* **Objective a**
Extract the listing further down and reproduce every one of its lines without any change.

* **Text excerpt**
★ ★ ★ ★

We tend to focus on loneliness as something that happens in old age, but loneliness can happen at any stage in a person’s life and a report out this week talks about the loneliness of young workers.
The US study from health insurer Cigna suggests that more than 80% of Generation Z employees [those born after 1995] and 69% of employed millennials [born in the 1980s to mid 90s] are lonely. The study of over 10,400 people in the US, including about 6,000 workers, also found that older workers are less likely to say they feel alienated by colleagues or emotionally distant from them. Is this worse now than in the past and is it in part due to the way we tend to pit different generations against each other?
The study also shows that younger workers are more likely than older ones to view their jobs as having less meaning and feel more friction between their values and those of their employer. Whether this has always been the case, with younger workers tending to more idealism, is not clear. Certainly employers we speak to have noticed a clear increase in questions from younger recruits about values, particularly sustainability. To some degree that is the result of the skills shortage. Workers with the requisite skills have a greater ability to pick and choose where they work.

★ ★ ★ ★

* **Objective b**
From the passage on loneliness among young workers above, copy the portion starting with "We tend to focus" and going on through "against each other?", keeping the wording intact.

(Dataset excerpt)
★ ★ ★ ★

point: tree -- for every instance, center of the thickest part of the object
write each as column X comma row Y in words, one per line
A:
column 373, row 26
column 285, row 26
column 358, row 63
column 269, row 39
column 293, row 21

★ ★ ★ ★

* **Output a**
point: tree -- for every instance, center of the thickest part of the object
write each as column X comma row Y in words, one per line
A:
column 373, row 26
column 285, row 26
column 358, row 63
column 269, row 39
column 293, row 21

* **Output b**
We tend to focus on loneliness as something that happens in old age, but loneliness can happen at any stage in a person’s life and a report out this week talks about the loneliness of young workers.
The US study from health insurer Cigna suggests that more than 80% of Generation Z employees [those born after 1995] and 69% of employed millennials [born in the 1980s to mid 90s] are lonely. The study of over 10,400 people in the US, including about 6,000 workers, also found that older workers are less likely to say they feel alienated by colleagues or emotionally distant from them. Is this worse now than in the past and is it in part due to the way we tend to pit different generations against each other?